- WHAT IS REQUIRED -
Please quote exactly the lines below from the line containing "# test: point on every instance of the wooden" to the line containing "# test: point on every instance of the orange", both lines included, and nothing else.

(Extracted data entries)
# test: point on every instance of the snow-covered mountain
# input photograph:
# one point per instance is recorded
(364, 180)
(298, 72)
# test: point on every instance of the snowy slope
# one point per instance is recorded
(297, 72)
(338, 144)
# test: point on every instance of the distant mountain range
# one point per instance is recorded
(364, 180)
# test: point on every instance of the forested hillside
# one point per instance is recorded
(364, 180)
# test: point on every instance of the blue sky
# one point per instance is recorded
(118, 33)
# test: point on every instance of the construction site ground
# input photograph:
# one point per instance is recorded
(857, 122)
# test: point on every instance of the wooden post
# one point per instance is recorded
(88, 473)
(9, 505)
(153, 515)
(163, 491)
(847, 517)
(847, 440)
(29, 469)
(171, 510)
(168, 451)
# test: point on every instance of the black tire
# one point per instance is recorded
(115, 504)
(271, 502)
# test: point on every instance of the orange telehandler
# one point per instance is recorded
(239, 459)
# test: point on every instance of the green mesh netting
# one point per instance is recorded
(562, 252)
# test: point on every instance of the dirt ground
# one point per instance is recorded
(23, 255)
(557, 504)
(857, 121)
--
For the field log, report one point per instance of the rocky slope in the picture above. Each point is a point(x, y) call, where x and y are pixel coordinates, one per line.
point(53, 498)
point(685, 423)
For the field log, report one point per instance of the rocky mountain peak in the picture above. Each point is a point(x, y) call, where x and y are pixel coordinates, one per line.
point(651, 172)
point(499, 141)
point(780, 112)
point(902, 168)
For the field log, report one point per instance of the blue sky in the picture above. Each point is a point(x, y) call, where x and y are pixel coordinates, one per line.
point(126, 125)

- RESULT BELOW -
# test: point on every instance of the wooden post
# one point per instance is recorded
(88, 473)
(9, 505)
(153, 515)
(163, 491)
(847, 517)
(847, 440)
(29, 469)
(171, 510)
(168, 451)
# test: point on every instance of the black tire
# one point per instance is recorded
(115, 504)
(271, 502)
# test: point on every instance of the orange telehandler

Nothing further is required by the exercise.